------ Available data
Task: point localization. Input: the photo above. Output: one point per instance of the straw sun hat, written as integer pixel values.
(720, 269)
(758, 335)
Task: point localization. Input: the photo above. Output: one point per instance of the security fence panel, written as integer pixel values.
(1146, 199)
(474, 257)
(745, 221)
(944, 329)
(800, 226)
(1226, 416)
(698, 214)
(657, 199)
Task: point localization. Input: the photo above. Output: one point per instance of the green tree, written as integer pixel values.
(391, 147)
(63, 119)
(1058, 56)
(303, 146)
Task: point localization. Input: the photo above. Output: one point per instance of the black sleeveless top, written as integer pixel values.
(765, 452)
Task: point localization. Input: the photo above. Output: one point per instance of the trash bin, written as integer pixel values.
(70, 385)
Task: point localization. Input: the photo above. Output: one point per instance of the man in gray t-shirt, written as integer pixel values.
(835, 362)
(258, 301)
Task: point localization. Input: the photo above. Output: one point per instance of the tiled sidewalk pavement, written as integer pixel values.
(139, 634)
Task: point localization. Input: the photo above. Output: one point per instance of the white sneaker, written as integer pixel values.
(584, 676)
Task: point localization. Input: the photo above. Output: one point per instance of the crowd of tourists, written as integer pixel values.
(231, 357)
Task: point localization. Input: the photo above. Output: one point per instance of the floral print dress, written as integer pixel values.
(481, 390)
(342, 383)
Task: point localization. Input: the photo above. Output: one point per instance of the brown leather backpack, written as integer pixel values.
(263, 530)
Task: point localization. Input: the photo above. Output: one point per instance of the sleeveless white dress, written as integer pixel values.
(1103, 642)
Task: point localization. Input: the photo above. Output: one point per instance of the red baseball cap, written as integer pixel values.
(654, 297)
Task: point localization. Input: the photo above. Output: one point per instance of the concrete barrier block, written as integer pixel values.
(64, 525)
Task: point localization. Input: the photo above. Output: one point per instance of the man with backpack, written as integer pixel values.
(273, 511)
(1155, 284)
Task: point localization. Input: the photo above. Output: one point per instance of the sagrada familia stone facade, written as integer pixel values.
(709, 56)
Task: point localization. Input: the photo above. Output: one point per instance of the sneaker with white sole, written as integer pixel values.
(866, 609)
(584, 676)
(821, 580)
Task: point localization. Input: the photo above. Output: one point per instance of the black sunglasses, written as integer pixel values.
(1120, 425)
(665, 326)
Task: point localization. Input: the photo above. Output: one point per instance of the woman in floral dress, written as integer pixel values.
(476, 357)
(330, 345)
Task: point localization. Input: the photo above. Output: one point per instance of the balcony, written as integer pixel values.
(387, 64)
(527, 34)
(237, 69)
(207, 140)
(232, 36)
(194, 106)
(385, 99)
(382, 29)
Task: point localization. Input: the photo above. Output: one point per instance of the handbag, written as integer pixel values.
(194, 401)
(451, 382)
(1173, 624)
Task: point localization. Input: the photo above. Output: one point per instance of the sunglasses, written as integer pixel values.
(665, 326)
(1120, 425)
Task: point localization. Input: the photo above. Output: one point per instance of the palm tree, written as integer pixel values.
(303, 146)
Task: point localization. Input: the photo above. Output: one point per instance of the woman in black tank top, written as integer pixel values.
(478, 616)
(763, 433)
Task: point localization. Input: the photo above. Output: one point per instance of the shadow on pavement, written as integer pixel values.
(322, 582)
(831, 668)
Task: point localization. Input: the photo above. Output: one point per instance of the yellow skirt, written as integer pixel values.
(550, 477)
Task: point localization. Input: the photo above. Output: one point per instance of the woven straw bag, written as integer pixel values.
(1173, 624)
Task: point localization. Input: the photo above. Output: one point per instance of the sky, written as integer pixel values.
------------
» **What this task involves**:
Return the entries above exactly as they appear.

» **Reply**:
Task: point localization. Input: the photo above. Output: one point per instance of the straw sun hat, written as integer pixel values.
(720, 269)
(758, 335)
Task: point localization. Input: the photo above. Output: one point per instance of the security fence panel, written as integer pixel values.
(1146, 199)
(474, 257)
(745, 221)
(944, 329)
(800, 226)
(1226, 416)
(698, 214)
(657, 199)
Task: point localization. Input: the photo above. Output: one point per instance of the green tree, written as integer pixel values.
(391, 147)
(63, 119)
(1058, 56)
(303, 146)
Task: point localization. Input: the photo above. Output: one point per instance of the black sleeveless top, written as integer pixel values.
(765, 452)
Task: point localization. Input: the photo above. Output: one point per instance of the trash bin, written as integer pixel values.
(70, 385)
Task: point localization. Input: the photo above. Output: one point per instance of the man in gray t-shirt, written as integer pixel values.
(835, 362)
(258, 301)
Task: point localization. Input: the photo above. Output: one point per instance of the tiled sidewalk pavement, written as integer pixel values.
(139, 634)
Task: point localization. Input: the photo above. Output: one point per instance of the white sneaker, written as integer pixel values.
(584, 676)
Task: point localization. Input: the photo above. Output: one point per instance of the crowd of tourists, written as integer pixel values.
(231, 357)
Task: point localization. Input: the photo above. Output: one point per instance of the floral print dress, written as integer pixel values.
(481, 390)
(342, 383)
Task: point localization. Input: the photo above. Output: one point per instance of the brown leather backpack, written as integer pixel values.
(263, 530)
Task: point localization. Input: the photo above. Output: one point per instance of the sleeveless white dress, written as integer pixel values.
(1103, 642)
Task: point localization. Input: the photo above. Output: one point per instance of the red baseball cap, written as integer pixel values.
(654, 297)
Task: point localization. Input: the photo above. Output: one point per instance of the concrete barrier block, written as integer pixel values.
(64, 525)
Task: point localization. Input: the photo above. Output: one point per instance of the man with backpack, written as integer pixel values.
(273, 511)
(1155, 284)
Task: point localization. Input: the photo above. Output: one point per instance of the sagrada familia stone facade, written as integer pixel values.
(709, 56)
Task: point localization. Input: the photo above. Output: one point per instance of the sneaker with white sole, written as integer pixel values.
(866, 609)
(584, 676)
(821, 580)
Task: point localization. Input: the photo above. Output: one point per instance of the black sunglasses, written as integer pixel values.
(1120, 425)
(665, 326)
Task: point localization. Input: the photo above. Output: one point per instance of the woman in floral dress, written as integer pixel values.
(476, 357)
(330, 345)
Task: point localization. Input: the photo above. Output: one point per instance of the balcony, written as integer pixel values.
(387, 64)
(527, 34)
(237, 69)
(207, 140)
(232, 36)
(194, 106)
(385, 99)
(382, 29)
Task: point localization. Input: the photo above. Output: one point per instance of the handbag, written as integer pixel values.
(194, 401)
(451, 382)
(1173, 624)
Task: point localization. Input: the photo above. Output: one point per instance of the sunglasses, written as integer pixel values.
(665, 326)
(1120, 425)
Task: point localization. Input: the photo above. Output: one point per instance of the palm tree, written as integer pixel values.
(303, 146)
Task: point localization. Input: the photo above. Output: one point per instance of the woman in black tank top, written as integer pixel values.
(478, 616)
(763, 433)
Task: point localization. Input: the photo above. Output: one point per instance of the shadow on pavement, written as integer pixel values.
(322, 582)
(831, 668)
Task: point localization. Input: the photo above. Output: one point per instance of the yellow skirt, written as integer pixel values.
(550, 477)
Task: point localization. Input: the photo above. Output: one point per instance of the woven straw bag, written as integer pixel values.
(1173, 624)
Task: point localization. Input: the photo above. Output: one point per instance of the sky, written as integer pixel values.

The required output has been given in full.